§ **Text passage**:
= Beginning of Section =

Association of blood transfusion from female donors with and without a history of pregnancy with mortality among male and female transfusion recipients
JAMA Oct 23, 2017
Caram-Deelder C, et al. - This article was written with the objective to measure the relationship between red blood cell transfusion from female donors with and without a history of pregnancy and mortality of red blood cell recipients. Among patients who received red blood cell transfusions, receipt of a transfusion from an ever-pregnant female donor, compared with a male donor, was related to increased all-cause mortality among male recipients but not among female recipients. Transfusions from never-pregnant female donors were not related to increased mortality among male or female recipients. Further research is needed to replicate these findings, ascertain their clinical importance, and recognize the underlying mechanism.
Methods
- For this research, they designed a retrospective cohort study.
- This study was conducted on the first-time transfusion recipients at 6 major Dutch hospitals enlisted from May 30, 2005, to September 1, 2015; the final follow-up date was September 1, 2015.
- The primary analysis was the no-donor-mixture cohort (ie, either all red blood cell transfusions exclusively from male donors, or all exclusively from female donors without a history of pregnancy, or all exclusively from female donors with a history of pregnancy).
- The relationship amongst mortality and exposure to transfusions from ever-pregnant or never-pregnant female donors was examined utilizing life tables and time-varying Cox proportional hazards models.
Results
- The cohort for the primary examinations comprised of 31118 patients (median age, 65 [interquartile range, 42-77] years; 52% female) who received 59320 red blood cell transfusions exclusively from 1 of 3 types of donors (88% male; 6% ever-pregnant female; and 6% never-pregnant female).
- In this cohort, the number of deaths was 3969 (13% mortality).

= End of Section =

§ **Assigned task**: From the transfusion study summary, list each type of donor that the primary cohort's red blood cell transfusions came from, with the percentage given for each. The data that comes next is separate from the transfusion study summary.

§ **Data supplied**:

= Beginning of Section =

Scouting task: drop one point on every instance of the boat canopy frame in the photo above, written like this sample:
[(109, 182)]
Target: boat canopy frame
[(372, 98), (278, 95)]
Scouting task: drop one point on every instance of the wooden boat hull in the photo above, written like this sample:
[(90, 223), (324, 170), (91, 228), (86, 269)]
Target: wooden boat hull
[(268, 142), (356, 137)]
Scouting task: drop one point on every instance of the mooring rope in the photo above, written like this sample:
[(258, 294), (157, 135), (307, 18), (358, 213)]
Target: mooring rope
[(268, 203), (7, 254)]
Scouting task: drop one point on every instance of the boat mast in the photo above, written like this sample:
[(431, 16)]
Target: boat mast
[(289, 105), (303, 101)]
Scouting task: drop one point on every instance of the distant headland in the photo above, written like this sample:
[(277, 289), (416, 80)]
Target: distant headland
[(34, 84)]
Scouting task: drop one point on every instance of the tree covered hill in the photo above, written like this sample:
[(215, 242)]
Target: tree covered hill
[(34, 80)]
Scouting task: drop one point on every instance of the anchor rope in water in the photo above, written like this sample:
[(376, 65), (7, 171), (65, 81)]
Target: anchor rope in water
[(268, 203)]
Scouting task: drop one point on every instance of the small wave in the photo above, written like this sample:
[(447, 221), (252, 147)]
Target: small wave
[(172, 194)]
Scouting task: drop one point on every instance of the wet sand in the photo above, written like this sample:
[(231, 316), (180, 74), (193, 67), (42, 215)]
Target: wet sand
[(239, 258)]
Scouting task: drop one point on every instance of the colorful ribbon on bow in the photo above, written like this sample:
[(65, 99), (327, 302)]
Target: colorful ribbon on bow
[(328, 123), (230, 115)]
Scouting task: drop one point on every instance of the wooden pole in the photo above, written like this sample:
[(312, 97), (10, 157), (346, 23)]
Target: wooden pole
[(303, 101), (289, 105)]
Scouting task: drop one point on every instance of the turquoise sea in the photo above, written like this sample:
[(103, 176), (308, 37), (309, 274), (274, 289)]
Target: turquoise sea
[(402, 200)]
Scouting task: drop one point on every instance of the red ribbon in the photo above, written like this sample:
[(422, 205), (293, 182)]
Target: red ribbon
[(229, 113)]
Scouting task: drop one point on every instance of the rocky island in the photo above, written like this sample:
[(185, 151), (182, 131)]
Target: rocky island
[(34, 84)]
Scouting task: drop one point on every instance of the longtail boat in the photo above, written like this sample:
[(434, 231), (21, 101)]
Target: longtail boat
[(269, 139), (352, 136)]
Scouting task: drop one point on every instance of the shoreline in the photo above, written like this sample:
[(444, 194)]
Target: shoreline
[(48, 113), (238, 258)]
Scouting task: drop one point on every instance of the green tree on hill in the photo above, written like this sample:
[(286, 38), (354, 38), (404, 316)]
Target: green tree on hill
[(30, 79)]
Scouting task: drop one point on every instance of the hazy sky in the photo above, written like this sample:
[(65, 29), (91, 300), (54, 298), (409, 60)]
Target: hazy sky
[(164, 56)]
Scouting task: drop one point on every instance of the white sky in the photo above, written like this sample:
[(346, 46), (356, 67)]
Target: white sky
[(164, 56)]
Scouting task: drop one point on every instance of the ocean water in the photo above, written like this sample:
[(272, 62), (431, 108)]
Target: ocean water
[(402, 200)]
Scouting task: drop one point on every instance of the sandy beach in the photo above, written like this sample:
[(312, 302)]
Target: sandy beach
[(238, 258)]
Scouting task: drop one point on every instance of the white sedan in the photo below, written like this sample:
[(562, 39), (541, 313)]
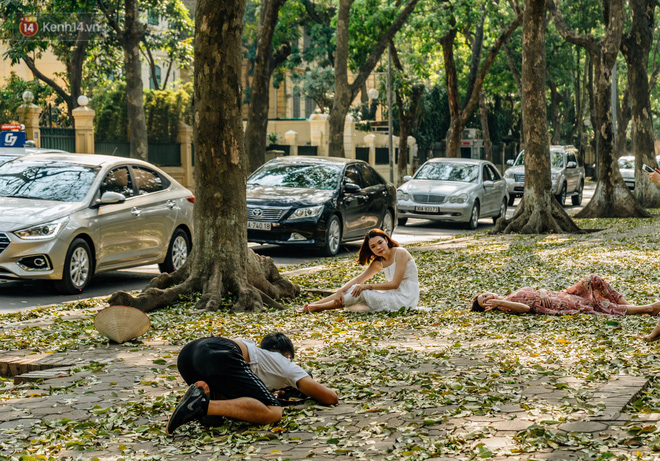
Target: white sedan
[(453, 190)]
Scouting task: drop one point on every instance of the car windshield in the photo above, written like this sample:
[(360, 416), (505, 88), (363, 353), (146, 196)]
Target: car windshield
[(627, 163), (556, 159), (444, 171), (62, 182), (297, 175)]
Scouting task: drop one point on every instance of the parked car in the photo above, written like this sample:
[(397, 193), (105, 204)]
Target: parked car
[(9, 153), (66, 217), (453, 190), (317, 201), (627, 169), (567, 174)]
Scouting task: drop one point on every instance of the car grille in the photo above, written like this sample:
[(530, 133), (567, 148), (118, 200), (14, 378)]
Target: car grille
[(266, 214), (4, 242), (426, 198)]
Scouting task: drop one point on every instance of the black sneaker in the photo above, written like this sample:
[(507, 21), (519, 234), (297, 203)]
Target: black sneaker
[(193, 405)]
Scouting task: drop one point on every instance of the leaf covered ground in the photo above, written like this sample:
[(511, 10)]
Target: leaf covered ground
[(412, 385)]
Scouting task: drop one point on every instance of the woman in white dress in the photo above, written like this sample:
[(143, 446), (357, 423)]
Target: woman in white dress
[(380, 252)]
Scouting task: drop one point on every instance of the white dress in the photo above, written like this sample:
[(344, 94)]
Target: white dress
[(406, 295)]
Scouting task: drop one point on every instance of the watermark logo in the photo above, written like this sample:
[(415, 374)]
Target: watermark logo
[(29, 26), (60, 26)]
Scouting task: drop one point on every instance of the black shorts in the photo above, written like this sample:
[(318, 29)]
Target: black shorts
[(220, 364)]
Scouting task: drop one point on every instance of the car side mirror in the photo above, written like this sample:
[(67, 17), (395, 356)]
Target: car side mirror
[(351, 187), (110, 198)]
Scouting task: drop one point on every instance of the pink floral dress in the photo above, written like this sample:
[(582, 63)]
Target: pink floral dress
[(591, 295)]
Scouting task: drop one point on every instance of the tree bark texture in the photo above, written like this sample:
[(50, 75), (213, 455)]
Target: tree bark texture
[(636, 46), (459, 116), (221, 265), (612, 198), (137, 127), (346, 92), (539, 212), (257, 120)]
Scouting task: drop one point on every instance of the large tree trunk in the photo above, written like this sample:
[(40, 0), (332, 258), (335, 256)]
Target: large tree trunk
[(539, 211), (346, 92), (636, 47), (221, 263), (257, 123), (612, 198), (137, 127)]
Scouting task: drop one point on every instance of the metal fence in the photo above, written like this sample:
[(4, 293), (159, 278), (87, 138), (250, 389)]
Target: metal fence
[(58, 138)]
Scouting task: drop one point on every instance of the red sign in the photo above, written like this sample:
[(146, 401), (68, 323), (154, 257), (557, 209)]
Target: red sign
[(28, 26), (11, 126)]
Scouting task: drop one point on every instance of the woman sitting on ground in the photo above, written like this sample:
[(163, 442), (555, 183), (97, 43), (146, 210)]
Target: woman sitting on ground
[(380, 252), (591, 295)]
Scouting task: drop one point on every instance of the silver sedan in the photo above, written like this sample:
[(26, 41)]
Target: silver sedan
[(64, 217), (453, 190)]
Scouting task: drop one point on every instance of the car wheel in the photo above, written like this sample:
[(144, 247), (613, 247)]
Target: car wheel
[(332, 237), (77, 268), (388, 224), (502, 213), (561, 197), (177, 252), (576, 199), (474, 217)]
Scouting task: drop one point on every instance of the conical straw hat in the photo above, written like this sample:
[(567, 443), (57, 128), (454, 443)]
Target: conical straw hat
[(121, 323)]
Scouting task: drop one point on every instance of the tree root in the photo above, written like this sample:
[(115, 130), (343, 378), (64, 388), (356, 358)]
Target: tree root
[(548, 217), (261, 285)]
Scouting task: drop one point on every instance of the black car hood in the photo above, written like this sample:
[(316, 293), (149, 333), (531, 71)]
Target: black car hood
[(287, 196)]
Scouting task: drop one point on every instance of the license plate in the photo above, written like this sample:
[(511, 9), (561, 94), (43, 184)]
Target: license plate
[(257, 225), (427, 209)]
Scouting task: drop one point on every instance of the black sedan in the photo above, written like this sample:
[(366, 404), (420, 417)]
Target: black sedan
[(317, 201)]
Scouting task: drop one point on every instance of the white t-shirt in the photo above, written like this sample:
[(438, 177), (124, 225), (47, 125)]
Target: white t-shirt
[(275, 370)]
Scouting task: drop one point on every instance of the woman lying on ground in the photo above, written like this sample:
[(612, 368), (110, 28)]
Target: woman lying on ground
[(591, 295), (380, 252)]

= End of Section =

§ **Your solution**:
- Male donors: 88%
- Ever-pregnant female donors: 6%
- Never-pregnant female donors: 6%